───── Material for this task ─────

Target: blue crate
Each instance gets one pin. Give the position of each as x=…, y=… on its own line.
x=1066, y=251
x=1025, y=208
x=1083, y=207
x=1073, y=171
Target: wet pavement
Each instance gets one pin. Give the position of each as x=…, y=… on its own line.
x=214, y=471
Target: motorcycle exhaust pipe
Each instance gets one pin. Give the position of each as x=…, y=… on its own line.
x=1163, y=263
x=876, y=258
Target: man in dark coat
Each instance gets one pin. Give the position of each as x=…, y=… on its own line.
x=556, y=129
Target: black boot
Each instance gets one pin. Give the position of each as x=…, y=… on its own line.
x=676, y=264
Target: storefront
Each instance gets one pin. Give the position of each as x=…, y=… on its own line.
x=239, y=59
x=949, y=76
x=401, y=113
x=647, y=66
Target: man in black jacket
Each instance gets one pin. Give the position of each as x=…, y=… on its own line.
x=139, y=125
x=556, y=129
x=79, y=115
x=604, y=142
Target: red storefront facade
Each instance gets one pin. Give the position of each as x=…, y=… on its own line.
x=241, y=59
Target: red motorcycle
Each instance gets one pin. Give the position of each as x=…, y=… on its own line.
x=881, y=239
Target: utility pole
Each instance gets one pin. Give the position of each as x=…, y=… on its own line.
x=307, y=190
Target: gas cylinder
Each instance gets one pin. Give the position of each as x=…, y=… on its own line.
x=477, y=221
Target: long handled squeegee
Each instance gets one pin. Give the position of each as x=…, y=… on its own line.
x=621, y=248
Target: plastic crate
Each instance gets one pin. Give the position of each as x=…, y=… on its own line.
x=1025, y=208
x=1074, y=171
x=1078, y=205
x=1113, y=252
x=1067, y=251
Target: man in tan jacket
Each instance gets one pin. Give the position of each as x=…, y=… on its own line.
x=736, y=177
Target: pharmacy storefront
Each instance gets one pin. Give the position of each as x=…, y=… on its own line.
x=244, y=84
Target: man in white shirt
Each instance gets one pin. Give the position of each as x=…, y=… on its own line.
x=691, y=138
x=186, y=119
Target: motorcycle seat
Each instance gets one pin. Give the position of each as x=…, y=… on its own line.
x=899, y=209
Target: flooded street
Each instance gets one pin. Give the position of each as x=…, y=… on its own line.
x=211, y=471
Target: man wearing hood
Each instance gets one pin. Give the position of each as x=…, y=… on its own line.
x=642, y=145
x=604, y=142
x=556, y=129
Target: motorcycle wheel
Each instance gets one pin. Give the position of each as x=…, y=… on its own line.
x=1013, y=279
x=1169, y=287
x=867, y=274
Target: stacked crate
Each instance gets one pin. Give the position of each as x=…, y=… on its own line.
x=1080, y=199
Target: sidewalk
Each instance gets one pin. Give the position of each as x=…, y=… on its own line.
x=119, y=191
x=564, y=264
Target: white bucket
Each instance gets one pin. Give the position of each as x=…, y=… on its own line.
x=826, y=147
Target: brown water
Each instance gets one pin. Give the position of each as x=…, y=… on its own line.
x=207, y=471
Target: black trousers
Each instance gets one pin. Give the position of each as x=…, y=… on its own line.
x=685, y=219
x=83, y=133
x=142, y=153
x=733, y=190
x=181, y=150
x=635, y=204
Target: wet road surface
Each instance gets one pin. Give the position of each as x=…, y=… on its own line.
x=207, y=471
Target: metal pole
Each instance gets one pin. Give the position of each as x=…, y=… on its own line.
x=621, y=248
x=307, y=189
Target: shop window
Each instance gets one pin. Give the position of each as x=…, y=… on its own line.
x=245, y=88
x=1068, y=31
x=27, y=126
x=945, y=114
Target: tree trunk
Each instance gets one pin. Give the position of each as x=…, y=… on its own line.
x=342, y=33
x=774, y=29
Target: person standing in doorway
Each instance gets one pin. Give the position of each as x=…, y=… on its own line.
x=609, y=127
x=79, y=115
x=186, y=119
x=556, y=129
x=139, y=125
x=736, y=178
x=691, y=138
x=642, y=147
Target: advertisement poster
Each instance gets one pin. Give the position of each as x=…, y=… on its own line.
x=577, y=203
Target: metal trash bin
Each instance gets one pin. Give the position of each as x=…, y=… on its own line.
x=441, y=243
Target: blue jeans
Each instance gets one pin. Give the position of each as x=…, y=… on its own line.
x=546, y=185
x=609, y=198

─────

Task to carry out
Send back, unchanged, every line of the records from the one with "Target: person standing in doorway" through the last.

Written answer
Target: person standing in doorway
Each instance gets one pin. Give the position of each as x=…, y=… on its own line.
x=609, y=127
x=79, y=115
x=186, y=119
x=556, y=129
x=139, y=125
x=736, y=178
x=691, y=138
x=642, y=147
Target: advertisement poster
Each instance gets one pin. Give the position of each as x=…, y=… on its own line.
x=577, y=203
Target: metal trash bin
Each instance gets one pin. Give the position of each as x=…, y=… on its own line.
x=441, y=243
Target: blue jeans
Each instance gets one pin. Give the position of each as x=…, y=… on its own line.
x=546, y=185
x=609, y=198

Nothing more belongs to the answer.